#### Entries supplied:
>>

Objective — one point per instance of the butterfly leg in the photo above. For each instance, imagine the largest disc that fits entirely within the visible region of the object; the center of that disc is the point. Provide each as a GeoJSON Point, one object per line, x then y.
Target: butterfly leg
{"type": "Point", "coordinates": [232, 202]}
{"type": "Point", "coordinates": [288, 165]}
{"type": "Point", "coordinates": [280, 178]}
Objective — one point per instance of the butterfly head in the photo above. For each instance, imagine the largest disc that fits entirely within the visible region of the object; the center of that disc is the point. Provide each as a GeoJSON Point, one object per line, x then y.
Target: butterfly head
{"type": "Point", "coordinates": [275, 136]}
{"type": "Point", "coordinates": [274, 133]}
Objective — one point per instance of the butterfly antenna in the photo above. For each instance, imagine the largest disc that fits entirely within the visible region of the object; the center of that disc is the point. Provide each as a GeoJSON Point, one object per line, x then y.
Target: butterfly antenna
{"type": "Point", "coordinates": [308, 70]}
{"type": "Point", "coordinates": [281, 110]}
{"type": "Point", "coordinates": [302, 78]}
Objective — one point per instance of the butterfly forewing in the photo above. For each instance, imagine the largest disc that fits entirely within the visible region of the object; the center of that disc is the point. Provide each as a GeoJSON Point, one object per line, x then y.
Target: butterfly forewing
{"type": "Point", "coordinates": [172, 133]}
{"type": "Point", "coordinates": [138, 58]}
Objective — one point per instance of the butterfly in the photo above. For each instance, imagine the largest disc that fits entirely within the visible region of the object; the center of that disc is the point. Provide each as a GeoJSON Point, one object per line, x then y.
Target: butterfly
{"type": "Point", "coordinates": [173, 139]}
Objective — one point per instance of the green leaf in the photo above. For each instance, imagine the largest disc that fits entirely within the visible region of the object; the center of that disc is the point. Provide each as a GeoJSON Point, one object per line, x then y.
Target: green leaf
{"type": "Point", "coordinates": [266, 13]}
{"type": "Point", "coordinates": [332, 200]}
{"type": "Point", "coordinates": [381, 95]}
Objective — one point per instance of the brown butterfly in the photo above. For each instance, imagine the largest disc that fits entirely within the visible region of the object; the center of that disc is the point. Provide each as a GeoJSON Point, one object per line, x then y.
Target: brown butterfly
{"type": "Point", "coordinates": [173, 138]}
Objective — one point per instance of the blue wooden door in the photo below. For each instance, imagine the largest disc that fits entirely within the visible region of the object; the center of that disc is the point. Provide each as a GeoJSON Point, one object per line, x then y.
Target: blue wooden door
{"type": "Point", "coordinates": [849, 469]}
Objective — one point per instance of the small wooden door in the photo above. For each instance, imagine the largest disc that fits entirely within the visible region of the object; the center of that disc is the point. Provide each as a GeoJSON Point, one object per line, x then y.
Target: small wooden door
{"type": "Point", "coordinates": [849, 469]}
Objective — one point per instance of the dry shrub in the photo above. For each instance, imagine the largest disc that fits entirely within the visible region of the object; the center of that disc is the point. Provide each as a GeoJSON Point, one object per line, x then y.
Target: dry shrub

<<

#### Instructions for the task:
Reproduce all of the data above word for word, keeping every line unchanged and in the same order.

#### Answer to the problem:
Objective — one point per instance of the butterfly leg in the photo above. For each instance, imagine the largest disc that fits entirely within the visible region of the object; the center of that disc is the point. Provide each as a GeoJSON Point, one object per line, x then y.
Target: butterfly leg
{"type": "Point", "coordinates": [232, 202]}
{"type": "Point", "coordinates": [288, 165]}
{"type": "Point", "coordinates": [280, 178]}
Objective — one point per instance of the butterfly head in the photo above. For each instance, imagine the largest disc that fits entirely within the visible region of the object; the center of that disc is the point. Provide each as a GeoJSON Point, one object per line, x then y.
Target: butterfly head
{"type": "Point", "coordinates": [275, 136]}
{"type": "Point", "coordinates": [274, 133]}
Objective — one point per instance of the butterfly antenna in the photo above. For each instance, imagine the largest disc that fits entirely within the visible region of the object; the center of that disc is the point. Provide each as a GeoJSON Point, one object per line, x then y.
Target: butterfly antenna
{"type": "Point", "coordinates": [308, 70]}
{"type": "Point", "coordinates": [281, 110]}
{"type": "Point", "coordinates": [302, 78]}
Objective — one point per instance of the butterfly forewing in the photo above. For each instance, imagine the largest disc that fits entirely within the visible region of the object; the center of that disc is the point. Provide each as a GeoJSON Point, one object per line, x then y.
Target: butterfly forewing
{"type": "Point", "coordinates": [172, 133]}
{"type": "Point", "coordinates": [138, 58]}
Objective — one point per instance of the butterfly in the photo above. For each instance, imagine the largest disc that fits entirely within the visible region of the object; the center of that disc is the point. Provide each as a GeoJSON Point, one object per line, x then y.
Target: butterfly
{"type": "Point", "coordinates": [173, 139]}
Objective — one point per instance of the green leaf in the photo above. For each instance, imagine the largest disc that fits entirely within the visible region of the object; the center of that disc is the point. Provide each as a GeoJSON Point, one object per line, x then y.
Target: green leaf
{"type": "Point", "coordinates": [266, 13]}
{"type": "Point", "coordinates": [332, 200]}
{"type": "Point", "coordinates": [381, 95]}
Objective — one point per instance of the brown butterfly in the photo above. For each instance, imagine the largest disc that fits entirely within the visible region of the object; the center of that disc is the point. Provide each as a GeoJSON Point, one object per line, x then y.
Target: brown butterfly
{"type": "Point", "coordinates": [173, 138]}
Objective — one point per instance of the blue wooden door in the photo below. For each instance, imagine the largest disc that fits entirely within the visible region of the object; the center of that disc is the point. Provide each as a GeoJSON Point, one object per line, x then y.
Target: blue wooden door
{"type": "Point", "coordinates": [849, 469]}
Objective — one point per instance of the small wooden door in the photo above. For each instance, imagine the largest disc that fits entirely within the visible region of the object; the center of that disc is the point. Provide each as a GeoJSON Point, one object per line, x then y.
Target: small wooden door
{"type": "Point", "coordinates": [849, 469]}
Objective — one point per instance of the dry shrub in the photo above. For each instance, imagine the largest disc that fits entirely within the visible region of the object; the center of that disc is the point. Provide each as a GeoJSON Point, one object per line, x then y.
Target: dry shrub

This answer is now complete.